==== TASK DATA

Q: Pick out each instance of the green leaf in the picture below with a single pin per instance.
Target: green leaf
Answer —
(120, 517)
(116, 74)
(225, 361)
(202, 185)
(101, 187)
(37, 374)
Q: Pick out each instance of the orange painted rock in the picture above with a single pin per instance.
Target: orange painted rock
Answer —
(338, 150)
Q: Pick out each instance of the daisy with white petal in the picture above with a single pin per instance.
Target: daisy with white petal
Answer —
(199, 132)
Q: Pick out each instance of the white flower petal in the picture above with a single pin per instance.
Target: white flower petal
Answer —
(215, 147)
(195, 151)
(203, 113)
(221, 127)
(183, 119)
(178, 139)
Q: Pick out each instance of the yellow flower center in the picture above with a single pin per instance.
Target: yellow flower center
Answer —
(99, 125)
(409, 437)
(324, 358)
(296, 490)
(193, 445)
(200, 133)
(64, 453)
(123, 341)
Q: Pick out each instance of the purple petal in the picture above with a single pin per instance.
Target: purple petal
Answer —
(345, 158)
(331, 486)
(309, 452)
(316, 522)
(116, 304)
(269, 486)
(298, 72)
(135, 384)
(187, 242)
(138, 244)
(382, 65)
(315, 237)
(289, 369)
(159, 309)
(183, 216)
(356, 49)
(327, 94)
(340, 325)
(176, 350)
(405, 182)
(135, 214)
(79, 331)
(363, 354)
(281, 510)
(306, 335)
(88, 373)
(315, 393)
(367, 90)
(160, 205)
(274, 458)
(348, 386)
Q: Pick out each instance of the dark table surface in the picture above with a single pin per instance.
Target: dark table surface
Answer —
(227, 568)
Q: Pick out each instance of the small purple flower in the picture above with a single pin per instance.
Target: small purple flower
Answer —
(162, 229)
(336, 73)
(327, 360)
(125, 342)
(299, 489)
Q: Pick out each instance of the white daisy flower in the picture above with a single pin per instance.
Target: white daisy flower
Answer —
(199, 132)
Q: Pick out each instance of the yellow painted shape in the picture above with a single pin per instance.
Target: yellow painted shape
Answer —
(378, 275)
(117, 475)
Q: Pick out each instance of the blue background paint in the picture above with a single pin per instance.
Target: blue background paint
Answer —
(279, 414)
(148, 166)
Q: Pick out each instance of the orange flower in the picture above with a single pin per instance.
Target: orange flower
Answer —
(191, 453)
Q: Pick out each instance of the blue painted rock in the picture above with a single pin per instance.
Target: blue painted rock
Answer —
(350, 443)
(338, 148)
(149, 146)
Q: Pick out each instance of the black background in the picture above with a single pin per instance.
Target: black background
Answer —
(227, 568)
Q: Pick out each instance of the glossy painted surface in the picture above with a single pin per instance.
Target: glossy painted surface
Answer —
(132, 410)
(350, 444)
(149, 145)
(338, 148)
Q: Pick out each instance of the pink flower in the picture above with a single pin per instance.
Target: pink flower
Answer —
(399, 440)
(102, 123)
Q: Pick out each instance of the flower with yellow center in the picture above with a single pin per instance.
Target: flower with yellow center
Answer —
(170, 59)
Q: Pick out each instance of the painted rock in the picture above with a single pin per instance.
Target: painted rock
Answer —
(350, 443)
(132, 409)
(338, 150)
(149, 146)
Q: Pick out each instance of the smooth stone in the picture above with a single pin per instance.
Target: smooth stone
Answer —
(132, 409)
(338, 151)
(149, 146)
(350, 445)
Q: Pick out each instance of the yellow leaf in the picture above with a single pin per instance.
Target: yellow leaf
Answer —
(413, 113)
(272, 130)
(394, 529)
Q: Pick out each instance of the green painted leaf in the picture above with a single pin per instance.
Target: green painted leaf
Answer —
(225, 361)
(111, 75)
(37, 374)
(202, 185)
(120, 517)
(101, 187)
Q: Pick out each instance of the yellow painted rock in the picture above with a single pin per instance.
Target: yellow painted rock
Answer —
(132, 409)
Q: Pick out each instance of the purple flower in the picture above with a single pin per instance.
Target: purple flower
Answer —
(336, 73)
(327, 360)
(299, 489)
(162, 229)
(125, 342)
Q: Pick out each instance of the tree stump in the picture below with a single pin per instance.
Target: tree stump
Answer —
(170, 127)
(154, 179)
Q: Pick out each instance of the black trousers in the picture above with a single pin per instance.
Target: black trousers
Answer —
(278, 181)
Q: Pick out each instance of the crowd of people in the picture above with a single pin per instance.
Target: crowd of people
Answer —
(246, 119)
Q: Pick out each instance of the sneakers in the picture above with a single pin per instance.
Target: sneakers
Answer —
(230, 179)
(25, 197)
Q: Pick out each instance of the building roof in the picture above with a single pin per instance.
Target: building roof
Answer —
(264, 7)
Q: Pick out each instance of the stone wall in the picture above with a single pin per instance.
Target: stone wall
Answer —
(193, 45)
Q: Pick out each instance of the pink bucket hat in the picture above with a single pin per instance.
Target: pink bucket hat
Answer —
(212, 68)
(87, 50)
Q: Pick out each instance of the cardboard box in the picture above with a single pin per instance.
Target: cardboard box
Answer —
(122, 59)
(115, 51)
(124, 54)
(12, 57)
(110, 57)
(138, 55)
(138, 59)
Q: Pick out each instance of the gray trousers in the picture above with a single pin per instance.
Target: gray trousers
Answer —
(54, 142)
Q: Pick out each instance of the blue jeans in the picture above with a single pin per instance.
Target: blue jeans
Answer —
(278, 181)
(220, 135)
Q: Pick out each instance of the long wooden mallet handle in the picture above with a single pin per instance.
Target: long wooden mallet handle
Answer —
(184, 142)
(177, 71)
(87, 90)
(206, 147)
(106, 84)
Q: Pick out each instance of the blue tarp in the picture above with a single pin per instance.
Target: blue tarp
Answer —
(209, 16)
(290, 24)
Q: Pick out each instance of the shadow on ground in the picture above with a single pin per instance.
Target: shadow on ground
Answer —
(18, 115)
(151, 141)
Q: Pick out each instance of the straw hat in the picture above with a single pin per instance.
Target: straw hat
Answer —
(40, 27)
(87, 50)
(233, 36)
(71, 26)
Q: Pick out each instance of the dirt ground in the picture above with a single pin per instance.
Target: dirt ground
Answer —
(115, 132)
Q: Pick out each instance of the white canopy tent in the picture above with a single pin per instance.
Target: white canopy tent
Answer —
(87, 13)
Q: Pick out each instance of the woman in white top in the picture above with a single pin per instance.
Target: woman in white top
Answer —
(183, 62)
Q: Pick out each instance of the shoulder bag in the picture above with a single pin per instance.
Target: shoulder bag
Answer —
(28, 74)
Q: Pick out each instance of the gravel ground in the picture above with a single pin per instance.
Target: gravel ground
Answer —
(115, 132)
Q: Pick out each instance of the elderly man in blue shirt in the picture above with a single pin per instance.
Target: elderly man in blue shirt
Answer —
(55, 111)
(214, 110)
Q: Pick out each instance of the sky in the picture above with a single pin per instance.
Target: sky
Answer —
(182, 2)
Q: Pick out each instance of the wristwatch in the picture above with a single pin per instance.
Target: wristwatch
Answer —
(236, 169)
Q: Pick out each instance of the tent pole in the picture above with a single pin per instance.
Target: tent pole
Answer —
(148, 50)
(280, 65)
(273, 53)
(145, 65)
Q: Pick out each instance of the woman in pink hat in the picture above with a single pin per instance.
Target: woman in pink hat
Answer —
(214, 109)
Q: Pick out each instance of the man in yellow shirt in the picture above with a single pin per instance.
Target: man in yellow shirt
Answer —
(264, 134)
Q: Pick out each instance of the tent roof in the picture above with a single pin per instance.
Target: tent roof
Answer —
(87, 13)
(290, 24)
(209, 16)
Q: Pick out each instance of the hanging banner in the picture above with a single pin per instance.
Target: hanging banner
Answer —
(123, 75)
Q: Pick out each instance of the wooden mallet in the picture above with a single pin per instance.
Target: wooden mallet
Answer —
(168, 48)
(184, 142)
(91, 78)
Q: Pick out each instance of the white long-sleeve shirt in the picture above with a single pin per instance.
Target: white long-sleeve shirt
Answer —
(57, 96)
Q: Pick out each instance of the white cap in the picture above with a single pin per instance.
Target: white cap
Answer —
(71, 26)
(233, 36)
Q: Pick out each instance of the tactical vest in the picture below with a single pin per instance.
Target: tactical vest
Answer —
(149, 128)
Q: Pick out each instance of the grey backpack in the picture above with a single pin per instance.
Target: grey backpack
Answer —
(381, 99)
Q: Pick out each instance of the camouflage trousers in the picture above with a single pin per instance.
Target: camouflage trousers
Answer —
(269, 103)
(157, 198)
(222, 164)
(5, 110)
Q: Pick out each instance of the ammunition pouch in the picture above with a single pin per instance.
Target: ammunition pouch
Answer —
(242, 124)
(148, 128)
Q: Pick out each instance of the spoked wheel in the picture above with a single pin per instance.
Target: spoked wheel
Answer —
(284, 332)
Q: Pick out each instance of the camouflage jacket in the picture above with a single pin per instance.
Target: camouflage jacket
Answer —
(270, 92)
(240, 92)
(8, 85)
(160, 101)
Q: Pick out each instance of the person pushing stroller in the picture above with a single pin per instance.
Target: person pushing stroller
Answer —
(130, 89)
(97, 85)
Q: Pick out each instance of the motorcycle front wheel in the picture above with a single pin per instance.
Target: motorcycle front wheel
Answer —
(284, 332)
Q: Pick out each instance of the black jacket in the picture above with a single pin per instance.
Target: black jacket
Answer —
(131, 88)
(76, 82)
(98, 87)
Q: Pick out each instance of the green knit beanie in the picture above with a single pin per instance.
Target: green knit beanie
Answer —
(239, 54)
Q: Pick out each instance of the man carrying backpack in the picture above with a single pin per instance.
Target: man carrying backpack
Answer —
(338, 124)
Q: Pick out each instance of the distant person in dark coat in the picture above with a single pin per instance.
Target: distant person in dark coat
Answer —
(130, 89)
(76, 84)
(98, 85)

========

## STATED GOAL:
Return, word for word, each line from the line that contains "Q: Pick out each instance of the black jacket" to the end of the listing above; include both end lines and nothing else.

## TASK RESULT:
Q: Pick out each instance of the black jacket in the picture above with a single pin per instance.
Target: black jacket
Answer —
(131, 88)
(76, 82)
(98, 87)
Q: Pick out each instance of the green knit beanie in the picture above with a single pin per instance.
Target: green knit beanie
Answer —
(239, 54)
Q: Pick out each instance of the man carrying backpack in the picture above with a single pin per instance.
Target: man carrying backpack
Answer —
(338, 124)
Q: Pick out each instance of the distant person in dark coat in the picture above with a single pin per instance.
Target: distant person in dark coat
Answer —
(130, 89)
(76, 84)
(98, 85)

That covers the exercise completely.